---- Quoted text

Read Under the Banner of Heaven Online

Authors: Jon Krakauer

Tags: #Language Arts & Disciplines, #LDS, #Murder, #Religion, #True Crime, #Journalism, #Fundamentalism, #Christianity, #United States, #Murder - General, #Christianity - Church of Jesus Christ of Latter-Day Saomts (, #General, #Church of Jesus Christ of Latter-day Saints (Mormon), #Christianity - Church of Jesus Christ of Latter-Day Saints (Mormon), #Religion - Mormon, #United States - 20th Century (1945 to 2000), #Christianity - Church of Jesus Christ of Latter-Day Saints (, #Mormon fundamentalism, #History

Under the Banner of Heaven (38 page)

But he did miss the turn, so instead of going back to kill Stowe, the four men drove on to Salt Lake City, where Knapp exited Interstate 15 and steered the car west onto Interstate 80. As they drove, Dan held the sawed-off 12-gauge shotgun in his lap so it would be ready in case they were pulled over by the police. Their destination was Reno, Nevada.

As the Impala sailed down the freeway, Knapp finally mustered the courage to ask Ron and Dan what, exactly, had happened inside the apartment of Allen and Brenda Lafferty, back in American Fork. According to Dan, he described to Knapp in considerable detail how he had killed Brenda and her baby, recounting the murders exactly as he would later recount them in chapter 16 of this book—which also matches his sworn testimony during a 1996 trial in every important detail. Dan says he made it very clear to Knapp and Carnes that he, not Ron, actually wielded the knife that ended the lives of both Brenda and Erica.

But Chip Carnes remembers this episode differently. In his own sworn testimony during the same 1996 trial, Carnes insisted in an entirely believable manner that it was Ron, not Dan, who told Knapp and him about the murders during the long, sweltering drive from Salt Lake to Nevada. And Ron’s story differed from Dan’s in one crucial regard. According to Carnes, Ron said that as soon as he went in the house, he punched [Brenda] as hard as he could, and she fell down again on the floor. And he said that he was calling her a bitch, and, you know, telling her what he thought about her.

And he said that she was begging him and pleading with him, you know, to stop. And he said he just kept beating her and beating her; said she wouldn’t go down and stay down.

So while he got Dan to hold her on the floor, he said that he got up and cut a vacuum-cleaner cord off and proceeded to tie it around her neck, kept it there until Dan told him—to let him know that she had went limp.

--------

__Direction 1__:
Copy the excerpt from Under the Banner of Heaven word for word, starting at "So while he" and ending at "had went limp.".

---- Dataset rows

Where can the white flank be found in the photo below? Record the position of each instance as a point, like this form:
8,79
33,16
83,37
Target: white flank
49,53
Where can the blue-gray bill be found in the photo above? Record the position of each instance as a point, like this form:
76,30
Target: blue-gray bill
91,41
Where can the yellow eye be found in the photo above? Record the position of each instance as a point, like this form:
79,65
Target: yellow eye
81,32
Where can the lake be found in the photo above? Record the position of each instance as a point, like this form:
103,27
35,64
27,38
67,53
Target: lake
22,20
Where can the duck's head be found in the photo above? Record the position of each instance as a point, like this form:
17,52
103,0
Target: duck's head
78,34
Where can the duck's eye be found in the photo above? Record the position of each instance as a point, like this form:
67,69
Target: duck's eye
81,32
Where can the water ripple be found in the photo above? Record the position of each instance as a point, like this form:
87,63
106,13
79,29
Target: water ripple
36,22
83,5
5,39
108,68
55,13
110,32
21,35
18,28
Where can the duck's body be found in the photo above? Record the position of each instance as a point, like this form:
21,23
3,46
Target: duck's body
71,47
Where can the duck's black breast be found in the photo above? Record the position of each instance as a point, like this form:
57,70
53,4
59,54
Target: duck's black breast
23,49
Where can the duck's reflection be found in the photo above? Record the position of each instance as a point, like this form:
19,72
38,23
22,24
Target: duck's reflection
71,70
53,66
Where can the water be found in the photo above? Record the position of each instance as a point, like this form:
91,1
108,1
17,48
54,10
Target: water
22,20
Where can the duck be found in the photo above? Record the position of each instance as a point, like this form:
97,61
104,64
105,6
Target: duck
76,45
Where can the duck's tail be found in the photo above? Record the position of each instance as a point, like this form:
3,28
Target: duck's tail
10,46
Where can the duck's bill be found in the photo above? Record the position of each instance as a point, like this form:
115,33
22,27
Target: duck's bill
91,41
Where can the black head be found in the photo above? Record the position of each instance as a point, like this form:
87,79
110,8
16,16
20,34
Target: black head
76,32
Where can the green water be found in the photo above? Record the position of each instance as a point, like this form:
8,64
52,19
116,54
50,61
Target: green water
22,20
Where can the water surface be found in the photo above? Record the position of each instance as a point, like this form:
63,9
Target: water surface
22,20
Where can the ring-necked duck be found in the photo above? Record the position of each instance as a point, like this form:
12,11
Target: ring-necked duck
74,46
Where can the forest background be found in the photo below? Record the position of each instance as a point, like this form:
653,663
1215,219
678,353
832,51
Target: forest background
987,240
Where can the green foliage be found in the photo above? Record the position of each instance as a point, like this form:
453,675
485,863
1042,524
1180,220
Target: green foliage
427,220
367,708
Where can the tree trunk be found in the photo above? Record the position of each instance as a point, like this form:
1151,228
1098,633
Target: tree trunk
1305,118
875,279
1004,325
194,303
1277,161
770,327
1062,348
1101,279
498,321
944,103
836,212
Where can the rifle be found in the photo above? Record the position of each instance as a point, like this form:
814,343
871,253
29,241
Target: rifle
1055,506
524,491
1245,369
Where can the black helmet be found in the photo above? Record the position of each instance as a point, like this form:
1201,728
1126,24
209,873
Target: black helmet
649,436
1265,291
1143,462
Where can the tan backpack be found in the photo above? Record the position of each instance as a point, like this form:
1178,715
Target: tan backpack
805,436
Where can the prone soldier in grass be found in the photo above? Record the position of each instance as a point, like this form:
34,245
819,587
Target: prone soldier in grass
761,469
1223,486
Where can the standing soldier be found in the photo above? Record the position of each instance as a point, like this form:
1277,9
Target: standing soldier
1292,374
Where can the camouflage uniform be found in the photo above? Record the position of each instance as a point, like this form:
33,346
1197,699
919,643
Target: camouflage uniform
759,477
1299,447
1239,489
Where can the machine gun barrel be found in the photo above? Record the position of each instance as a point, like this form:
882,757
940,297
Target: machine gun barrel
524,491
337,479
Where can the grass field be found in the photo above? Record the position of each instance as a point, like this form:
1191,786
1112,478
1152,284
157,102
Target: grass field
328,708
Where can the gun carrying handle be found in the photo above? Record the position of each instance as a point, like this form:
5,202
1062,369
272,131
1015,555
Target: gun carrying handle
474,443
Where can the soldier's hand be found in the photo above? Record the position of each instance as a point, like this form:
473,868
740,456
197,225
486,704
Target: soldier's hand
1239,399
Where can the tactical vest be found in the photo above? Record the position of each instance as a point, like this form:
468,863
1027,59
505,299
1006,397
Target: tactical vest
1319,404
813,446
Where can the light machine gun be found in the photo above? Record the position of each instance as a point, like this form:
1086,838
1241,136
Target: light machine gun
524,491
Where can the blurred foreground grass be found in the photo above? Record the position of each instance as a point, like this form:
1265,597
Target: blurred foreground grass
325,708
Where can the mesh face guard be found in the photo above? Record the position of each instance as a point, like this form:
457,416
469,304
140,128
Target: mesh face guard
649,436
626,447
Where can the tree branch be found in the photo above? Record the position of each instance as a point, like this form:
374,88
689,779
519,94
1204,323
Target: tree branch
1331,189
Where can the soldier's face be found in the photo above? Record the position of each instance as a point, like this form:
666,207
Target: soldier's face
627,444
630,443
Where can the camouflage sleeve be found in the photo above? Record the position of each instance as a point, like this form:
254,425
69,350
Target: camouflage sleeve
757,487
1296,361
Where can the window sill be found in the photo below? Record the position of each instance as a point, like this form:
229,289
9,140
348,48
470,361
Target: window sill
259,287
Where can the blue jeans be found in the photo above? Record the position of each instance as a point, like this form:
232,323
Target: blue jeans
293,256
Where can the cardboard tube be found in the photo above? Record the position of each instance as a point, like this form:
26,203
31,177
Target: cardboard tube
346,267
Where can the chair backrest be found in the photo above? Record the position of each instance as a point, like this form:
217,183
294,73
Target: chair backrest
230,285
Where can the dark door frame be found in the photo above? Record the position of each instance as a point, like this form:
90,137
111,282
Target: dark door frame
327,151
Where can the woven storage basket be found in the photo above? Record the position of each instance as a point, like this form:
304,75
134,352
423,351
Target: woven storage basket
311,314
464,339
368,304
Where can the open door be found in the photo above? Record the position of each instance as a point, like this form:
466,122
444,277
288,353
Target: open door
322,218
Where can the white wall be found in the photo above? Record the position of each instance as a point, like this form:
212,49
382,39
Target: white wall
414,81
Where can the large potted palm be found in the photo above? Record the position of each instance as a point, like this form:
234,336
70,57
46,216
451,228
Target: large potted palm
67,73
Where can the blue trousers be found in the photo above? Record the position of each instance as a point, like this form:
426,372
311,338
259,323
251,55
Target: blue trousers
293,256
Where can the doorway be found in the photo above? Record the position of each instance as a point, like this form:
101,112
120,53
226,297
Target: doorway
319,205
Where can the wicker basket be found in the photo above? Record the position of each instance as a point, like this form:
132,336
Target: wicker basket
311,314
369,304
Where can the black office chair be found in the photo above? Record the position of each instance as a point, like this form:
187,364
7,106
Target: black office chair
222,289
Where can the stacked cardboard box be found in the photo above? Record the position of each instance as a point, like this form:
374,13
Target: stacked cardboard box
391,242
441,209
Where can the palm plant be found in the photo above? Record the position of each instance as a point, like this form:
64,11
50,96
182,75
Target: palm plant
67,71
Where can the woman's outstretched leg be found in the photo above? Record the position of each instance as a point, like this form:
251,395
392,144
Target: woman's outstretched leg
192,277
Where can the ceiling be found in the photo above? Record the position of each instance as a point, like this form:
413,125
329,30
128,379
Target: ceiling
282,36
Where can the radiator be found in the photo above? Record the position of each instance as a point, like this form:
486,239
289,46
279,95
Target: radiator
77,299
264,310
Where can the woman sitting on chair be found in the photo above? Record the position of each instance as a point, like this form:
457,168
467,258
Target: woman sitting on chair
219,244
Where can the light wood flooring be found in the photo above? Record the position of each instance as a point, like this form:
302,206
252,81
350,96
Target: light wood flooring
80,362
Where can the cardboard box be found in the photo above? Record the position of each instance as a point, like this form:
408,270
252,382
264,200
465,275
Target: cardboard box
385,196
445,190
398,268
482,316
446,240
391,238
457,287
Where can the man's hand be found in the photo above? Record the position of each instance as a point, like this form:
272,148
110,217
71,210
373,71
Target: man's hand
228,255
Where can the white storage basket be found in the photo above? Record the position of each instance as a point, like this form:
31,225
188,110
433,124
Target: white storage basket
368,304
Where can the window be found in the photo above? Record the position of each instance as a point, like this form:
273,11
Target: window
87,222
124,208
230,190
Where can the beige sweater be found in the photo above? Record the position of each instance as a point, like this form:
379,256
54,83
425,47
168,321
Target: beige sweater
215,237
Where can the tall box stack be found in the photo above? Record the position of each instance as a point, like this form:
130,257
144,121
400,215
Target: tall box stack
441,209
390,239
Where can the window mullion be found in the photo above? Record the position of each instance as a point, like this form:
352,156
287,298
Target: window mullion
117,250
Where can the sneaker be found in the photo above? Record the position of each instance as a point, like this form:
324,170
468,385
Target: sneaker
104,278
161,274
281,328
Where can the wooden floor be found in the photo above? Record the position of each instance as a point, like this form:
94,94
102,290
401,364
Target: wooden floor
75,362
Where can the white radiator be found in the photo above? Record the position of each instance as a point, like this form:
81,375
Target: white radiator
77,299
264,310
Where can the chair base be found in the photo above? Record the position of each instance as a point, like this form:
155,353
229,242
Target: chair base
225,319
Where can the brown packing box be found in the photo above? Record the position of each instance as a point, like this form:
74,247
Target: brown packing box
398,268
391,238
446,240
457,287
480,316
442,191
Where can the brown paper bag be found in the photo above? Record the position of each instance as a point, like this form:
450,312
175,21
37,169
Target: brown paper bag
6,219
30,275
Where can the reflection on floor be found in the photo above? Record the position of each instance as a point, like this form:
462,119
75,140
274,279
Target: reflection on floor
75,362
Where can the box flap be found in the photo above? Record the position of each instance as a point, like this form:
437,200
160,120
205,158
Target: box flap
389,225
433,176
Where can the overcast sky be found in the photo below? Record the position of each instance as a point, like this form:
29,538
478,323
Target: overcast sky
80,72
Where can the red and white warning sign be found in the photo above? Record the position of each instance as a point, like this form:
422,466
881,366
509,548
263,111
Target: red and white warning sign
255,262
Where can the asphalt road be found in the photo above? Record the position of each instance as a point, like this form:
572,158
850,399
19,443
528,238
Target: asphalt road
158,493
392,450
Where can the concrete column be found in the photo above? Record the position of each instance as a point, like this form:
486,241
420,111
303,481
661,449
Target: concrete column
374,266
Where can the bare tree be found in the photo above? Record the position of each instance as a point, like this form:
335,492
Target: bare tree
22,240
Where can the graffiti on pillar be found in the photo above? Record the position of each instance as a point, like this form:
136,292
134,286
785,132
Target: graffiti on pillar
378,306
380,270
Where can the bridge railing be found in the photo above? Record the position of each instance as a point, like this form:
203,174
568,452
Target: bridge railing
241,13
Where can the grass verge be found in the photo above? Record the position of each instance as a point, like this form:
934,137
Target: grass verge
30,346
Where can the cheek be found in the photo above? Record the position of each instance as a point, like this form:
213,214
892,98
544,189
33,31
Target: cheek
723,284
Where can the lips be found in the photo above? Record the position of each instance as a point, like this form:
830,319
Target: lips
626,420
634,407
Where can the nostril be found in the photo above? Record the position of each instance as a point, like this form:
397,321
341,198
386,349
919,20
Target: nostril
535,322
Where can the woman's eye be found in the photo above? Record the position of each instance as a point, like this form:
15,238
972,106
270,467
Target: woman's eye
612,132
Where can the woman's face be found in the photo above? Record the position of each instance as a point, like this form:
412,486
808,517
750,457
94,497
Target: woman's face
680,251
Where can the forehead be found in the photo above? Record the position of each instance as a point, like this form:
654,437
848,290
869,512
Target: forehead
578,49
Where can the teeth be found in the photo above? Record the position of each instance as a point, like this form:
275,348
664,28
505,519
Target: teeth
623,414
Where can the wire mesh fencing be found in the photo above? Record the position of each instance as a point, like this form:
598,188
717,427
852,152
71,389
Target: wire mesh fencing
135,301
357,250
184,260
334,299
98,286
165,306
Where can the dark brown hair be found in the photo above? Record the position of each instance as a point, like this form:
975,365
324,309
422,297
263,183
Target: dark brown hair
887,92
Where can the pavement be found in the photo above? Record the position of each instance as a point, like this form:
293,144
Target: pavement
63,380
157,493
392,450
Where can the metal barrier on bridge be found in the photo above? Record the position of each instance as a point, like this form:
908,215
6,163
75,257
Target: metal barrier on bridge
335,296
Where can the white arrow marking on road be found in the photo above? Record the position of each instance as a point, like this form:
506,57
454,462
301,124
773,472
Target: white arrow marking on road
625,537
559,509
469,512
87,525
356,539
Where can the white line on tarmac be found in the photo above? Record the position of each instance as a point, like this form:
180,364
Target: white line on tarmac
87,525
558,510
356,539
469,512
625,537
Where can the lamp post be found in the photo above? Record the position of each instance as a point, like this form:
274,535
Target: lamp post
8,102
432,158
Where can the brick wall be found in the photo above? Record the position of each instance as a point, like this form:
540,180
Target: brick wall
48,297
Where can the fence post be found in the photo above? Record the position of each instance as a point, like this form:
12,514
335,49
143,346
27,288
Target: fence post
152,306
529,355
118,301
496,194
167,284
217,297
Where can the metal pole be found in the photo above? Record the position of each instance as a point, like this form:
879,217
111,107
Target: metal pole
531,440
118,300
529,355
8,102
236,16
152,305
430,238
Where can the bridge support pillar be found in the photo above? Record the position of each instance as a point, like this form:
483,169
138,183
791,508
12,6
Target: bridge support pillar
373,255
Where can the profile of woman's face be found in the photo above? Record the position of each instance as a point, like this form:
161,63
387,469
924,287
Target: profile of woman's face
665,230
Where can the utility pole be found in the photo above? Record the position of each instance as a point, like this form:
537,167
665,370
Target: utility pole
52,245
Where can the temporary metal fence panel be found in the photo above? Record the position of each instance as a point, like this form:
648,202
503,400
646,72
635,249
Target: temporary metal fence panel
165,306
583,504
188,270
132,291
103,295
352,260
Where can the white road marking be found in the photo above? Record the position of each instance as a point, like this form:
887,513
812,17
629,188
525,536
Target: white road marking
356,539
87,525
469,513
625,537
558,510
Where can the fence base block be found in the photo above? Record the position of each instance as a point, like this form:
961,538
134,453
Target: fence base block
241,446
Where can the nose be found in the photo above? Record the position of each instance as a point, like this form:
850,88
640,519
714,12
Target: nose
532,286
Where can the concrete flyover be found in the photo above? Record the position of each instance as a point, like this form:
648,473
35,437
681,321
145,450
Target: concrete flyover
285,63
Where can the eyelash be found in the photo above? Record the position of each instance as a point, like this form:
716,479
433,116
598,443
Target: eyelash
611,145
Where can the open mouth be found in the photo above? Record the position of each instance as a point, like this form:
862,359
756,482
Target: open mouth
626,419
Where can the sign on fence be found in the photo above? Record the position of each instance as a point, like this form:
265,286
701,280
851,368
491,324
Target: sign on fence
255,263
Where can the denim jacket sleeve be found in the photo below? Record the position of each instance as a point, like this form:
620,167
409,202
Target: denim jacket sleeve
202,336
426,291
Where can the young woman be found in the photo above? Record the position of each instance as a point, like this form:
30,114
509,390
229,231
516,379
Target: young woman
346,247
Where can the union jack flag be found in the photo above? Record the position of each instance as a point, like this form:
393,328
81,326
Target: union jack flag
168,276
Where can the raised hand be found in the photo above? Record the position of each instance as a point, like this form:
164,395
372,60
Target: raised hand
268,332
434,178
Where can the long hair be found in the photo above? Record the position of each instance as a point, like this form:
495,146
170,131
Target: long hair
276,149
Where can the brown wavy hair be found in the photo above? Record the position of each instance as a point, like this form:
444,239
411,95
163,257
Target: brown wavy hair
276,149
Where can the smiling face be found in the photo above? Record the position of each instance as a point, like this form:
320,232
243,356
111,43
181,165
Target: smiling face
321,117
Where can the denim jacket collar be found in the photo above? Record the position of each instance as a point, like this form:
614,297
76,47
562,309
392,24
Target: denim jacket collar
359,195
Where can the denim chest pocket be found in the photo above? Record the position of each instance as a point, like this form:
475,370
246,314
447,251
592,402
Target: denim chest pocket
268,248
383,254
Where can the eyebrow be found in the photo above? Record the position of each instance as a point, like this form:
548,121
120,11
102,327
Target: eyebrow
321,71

--------

__Direction 2__:
Reproduce the records starting at the line containing "Where can the eyebrow" and ending at the end of the records, replacing "eyebrow" with "brow" and leaving everything else unchanged.

__Task answer 1__:
So while he got Dan to hold her on the floor, he said that he got up and cut a vacuum-cleaner cord off and proceeded to tie it around her neck, kept it there until Dan told him—to let him know that she had went limp.

__Task answer 2__:
Where can the brow be found in the photo above? Record the position of each instance as a point, like this form:
548,121
120,11
102,327
Target: brow
321,71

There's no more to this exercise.